- _What is expected_:
Check every line of the entries for the string "find" and return the ones that contain it.

- _Given data_:
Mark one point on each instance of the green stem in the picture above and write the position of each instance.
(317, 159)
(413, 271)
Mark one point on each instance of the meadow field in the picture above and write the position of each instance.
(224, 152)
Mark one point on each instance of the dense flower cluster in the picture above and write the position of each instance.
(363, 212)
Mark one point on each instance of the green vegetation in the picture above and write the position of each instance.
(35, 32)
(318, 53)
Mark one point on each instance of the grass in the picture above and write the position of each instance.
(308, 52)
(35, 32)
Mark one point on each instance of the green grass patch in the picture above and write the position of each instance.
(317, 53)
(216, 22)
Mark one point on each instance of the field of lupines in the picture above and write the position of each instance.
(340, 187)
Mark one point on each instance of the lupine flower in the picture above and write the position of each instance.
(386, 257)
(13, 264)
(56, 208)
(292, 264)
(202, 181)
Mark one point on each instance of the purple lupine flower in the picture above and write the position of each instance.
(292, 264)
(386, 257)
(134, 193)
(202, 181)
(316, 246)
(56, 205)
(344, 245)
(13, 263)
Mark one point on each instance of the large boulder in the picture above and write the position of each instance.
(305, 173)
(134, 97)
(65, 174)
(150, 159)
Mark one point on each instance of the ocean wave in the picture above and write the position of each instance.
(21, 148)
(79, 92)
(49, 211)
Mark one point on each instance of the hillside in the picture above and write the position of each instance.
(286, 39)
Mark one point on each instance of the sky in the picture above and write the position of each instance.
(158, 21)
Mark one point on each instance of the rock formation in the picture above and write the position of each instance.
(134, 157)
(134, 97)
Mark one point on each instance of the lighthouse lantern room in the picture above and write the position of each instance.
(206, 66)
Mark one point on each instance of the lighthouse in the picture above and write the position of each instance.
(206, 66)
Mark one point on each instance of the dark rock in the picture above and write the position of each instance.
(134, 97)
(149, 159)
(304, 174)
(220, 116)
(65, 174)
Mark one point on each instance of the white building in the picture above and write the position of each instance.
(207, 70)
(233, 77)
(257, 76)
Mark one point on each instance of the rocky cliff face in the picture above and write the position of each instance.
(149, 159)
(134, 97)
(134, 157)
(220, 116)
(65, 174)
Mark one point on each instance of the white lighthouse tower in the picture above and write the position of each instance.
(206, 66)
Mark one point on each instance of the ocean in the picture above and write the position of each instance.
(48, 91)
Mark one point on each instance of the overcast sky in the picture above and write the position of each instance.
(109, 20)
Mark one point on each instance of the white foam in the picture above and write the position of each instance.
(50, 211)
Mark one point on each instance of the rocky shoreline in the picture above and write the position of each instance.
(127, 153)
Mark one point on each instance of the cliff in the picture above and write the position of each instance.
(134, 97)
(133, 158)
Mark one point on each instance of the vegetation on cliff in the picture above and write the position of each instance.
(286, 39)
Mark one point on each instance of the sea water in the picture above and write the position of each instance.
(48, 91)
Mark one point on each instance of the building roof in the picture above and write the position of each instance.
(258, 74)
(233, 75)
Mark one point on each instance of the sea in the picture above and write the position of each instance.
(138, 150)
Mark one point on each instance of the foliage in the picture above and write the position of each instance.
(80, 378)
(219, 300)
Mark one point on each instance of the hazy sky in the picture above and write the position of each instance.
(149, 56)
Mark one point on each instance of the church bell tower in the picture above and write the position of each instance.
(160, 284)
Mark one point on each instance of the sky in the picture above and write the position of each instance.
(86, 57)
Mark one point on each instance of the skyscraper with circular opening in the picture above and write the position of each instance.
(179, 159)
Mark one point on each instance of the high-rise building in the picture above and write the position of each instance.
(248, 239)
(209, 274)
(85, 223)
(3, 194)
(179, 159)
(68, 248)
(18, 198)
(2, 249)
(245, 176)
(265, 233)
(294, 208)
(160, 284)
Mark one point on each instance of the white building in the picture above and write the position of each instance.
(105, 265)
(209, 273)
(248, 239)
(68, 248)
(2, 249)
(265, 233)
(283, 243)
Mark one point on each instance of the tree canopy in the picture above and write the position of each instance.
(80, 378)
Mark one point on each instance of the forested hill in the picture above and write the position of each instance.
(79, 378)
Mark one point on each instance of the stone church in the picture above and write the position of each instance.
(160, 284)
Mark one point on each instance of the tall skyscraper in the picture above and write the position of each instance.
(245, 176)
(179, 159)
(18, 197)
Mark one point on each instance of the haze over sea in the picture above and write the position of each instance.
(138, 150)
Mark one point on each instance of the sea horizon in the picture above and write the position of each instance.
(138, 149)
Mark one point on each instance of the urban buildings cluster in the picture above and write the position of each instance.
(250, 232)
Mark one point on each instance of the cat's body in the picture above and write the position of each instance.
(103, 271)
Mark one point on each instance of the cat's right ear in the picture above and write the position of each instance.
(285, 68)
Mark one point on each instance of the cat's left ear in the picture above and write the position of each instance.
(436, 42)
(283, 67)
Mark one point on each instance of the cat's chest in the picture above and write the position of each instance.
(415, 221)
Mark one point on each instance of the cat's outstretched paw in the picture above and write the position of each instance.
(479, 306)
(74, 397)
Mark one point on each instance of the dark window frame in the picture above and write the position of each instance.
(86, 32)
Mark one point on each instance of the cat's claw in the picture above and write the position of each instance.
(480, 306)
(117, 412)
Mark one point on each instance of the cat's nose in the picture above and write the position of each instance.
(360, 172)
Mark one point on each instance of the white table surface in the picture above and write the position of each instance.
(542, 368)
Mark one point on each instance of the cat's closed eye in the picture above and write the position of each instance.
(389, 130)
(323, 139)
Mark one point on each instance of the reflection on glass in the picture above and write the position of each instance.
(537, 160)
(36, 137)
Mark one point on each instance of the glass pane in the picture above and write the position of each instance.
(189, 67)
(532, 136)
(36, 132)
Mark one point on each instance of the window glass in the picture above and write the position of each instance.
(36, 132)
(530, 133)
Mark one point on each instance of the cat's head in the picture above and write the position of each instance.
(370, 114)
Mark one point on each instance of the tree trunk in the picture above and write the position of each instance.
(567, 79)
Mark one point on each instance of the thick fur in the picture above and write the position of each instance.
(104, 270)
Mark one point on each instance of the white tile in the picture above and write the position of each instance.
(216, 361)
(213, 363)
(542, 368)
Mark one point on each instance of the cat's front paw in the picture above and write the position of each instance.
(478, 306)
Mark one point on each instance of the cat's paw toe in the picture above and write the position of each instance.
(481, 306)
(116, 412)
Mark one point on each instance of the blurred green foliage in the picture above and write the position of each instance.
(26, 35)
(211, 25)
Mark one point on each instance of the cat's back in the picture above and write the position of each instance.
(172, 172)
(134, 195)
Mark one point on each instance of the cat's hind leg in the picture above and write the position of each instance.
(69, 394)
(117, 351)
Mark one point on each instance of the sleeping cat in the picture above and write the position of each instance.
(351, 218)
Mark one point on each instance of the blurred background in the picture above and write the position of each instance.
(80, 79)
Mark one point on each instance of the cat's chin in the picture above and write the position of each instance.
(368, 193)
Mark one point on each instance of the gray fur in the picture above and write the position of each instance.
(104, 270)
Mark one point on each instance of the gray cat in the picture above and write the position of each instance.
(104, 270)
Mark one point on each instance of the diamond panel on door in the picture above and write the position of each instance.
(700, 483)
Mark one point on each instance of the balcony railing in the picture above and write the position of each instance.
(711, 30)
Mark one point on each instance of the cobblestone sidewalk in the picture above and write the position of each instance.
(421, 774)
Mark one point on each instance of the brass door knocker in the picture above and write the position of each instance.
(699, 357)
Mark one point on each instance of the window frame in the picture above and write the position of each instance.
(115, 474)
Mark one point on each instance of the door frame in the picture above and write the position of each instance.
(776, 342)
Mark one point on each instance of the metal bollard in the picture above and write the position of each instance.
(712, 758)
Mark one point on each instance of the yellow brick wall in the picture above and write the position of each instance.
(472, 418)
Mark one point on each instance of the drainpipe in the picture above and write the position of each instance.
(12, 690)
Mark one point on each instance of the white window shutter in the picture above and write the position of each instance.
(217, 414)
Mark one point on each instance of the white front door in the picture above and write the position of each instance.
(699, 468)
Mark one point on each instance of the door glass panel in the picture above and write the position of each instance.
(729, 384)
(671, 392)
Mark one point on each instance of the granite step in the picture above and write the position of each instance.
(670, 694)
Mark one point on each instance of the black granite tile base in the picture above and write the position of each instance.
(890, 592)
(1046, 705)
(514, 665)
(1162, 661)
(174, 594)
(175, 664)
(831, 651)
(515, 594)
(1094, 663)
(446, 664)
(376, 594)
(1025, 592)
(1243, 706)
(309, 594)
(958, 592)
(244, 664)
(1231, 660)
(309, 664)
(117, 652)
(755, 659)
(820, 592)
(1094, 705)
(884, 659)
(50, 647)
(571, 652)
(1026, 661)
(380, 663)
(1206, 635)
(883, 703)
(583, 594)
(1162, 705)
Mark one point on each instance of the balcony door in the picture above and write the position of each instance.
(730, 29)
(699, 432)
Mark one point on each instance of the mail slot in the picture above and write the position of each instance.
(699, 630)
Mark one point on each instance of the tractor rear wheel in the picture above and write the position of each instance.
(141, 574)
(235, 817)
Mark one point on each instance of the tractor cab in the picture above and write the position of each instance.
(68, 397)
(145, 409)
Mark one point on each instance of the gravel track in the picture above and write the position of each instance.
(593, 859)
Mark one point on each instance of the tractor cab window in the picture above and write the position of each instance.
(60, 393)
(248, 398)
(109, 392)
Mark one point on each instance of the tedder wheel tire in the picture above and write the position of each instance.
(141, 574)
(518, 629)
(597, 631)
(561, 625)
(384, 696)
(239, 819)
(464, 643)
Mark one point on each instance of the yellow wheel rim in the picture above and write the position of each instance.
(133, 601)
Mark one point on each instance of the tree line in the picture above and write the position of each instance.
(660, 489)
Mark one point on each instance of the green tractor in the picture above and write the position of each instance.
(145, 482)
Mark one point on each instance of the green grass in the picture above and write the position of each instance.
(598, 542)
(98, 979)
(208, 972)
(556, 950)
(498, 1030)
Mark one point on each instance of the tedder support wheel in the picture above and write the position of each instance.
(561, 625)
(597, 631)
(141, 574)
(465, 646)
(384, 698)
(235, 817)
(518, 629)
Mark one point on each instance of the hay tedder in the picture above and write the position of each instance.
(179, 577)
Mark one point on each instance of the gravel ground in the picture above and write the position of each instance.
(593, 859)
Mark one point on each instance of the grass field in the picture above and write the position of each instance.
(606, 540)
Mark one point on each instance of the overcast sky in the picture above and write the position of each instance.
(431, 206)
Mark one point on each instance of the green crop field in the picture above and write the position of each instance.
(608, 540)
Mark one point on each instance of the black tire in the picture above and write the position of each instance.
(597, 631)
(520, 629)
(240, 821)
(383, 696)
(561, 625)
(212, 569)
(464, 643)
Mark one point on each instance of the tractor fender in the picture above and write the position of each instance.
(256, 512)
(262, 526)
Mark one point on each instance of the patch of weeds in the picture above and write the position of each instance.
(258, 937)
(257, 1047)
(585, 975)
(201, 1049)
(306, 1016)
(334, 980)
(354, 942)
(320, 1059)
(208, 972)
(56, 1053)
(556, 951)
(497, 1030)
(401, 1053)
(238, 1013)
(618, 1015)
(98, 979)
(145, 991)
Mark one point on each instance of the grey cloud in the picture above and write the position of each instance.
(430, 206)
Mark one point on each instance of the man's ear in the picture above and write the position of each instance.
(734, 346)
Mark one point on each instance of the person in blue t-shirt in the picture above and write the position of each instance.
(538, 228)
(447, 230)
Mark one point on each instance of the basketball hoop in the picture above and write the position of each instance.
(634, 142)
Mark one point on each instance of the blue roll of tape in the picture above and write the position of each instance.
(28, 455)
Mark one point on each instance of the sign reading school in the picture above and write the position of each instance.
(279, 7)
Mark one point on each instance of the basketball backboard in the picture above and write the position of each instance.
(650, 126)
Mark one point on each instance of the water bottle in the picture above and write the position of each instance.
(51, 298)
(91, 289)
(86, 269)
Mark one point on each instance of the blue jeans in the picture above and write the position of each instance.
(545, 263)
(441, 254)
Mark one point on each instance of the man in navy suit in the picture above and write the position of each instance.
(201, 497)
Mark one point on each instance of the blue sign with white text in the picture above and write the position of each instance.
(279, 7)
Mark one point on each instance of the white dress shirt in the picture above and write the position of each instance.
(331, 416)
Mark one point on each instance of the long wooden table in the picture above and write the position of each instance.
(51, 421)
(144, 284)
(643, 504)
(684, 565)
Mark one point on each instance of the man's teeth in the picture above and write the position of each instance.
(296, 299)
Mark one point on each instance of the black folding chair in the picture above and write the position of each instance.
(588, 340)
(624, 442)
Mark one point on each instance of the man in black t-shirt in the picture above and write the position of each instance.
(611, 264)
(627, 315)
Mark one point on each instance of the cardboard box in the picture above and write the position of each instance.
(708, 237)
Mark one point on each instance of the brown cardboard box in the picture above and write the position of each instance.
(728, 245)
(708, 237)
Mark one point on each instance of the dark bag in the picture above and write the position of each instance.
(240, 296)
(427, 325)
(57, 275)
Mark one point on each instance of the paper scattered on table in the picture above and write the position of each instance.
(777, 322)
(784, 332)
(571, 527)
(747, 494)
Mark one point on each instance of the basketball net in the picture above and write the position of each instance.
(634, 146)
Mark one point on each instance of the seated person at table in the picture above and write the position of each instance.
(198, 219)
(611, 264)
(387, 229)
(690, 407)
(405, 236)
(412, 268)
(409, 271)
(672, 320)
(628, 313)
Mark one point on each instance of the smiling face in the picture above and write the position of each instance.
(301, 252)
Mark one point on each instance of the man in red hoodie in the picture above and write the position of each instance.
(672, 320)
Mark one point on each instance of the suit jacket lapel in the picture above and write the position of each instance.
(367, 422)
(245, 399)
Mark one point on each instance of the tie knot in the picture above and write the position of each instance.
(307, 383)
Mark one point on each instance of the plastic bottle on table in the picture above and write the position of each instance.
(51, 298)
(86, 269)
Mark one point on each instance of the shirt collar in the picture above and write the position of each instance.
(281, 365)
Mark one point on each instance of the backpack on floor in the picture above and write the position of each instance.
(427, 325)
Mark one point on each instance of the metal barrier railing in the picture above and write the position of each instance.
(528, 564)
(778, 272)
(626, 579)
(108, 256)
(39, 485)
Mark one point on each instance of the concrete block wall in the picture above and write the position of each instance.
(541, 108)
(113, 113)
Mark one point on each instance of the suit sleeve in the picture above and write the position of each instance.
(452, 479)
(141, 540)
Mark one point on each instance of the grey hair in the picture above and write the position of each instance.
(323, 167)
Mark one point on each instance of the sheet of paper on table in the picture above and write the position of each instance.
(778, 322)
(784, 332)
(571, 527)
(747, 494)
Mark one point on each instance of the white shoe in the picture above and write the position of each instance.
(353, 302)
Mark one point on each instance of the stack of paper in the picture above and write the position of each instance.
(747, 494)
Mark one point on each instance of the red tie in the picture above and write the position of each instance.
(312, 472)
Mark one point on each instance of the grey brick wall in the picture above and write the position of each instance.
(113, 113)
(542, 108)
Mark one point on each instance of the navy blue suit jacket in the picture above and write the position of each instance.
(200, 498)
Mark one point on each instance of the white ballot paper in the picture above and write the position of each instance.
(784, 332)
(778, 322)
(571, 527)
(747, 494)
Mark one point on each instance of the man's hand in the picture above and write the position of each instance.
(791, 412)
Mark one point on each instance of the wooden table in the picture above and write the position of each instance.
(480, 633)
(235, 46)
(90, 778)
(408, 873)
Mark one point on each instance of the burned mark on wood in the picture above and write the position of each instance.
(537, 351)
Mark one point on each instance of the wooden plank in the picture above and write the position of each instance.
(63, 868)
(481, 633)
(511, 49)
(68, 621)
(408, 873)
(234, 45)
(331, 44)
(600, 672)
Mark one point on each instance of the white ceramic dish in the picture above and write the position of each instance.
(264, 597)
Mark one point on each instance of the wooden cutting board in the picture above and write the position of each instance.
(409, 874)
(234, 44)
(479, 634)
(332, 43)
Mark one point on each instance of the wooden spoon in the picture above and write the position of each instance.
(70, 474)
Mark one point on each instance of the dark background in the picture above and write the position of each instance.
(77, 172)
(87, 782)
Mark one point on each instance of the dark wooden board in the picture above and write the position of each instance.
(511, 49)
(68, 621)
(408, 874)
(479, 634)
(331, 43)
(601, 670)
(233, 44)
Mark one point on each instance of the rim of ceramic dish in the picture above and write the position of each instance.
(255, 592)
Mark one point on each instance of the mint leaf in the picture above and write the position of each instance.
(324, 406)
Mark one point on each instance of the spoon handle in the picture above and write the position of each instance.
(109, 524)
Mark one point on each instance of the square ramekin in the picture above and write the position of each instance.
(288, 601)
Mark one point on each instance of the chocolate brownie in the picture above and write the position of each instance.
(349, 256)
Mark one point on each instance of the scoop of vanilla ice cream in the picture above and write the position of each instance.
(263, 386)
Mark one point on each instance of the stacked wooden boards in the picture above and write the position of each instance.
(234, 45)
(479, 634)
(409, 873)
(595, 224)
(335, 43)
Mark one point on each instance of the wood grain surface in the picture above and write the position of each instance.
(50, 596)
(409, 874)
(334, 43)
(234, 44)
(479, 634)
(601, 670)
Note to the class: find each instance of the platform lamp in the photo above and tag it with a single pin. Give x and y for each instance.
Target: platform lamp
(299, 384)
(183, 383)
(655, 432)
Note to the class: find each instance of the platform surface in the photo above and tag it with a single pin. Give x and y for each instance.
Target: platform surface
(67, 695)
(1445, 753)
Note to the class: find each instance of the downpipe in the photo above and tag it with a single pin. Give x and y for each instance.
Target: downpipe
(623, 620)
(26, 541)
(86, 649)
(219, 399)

- _Solution to this problem_:
Note to the class: find each instance of the platform lamp in the photo above and tag it with a single pin. Give x and y for each instance.
Note to the class: find each instance of the platform surface in the photo above and tag it with a single pin. Give x and y for each instance.
Note to the class: find each instance of the downpipe in the photo above and tag it with a single pin. Give x and y for each instance.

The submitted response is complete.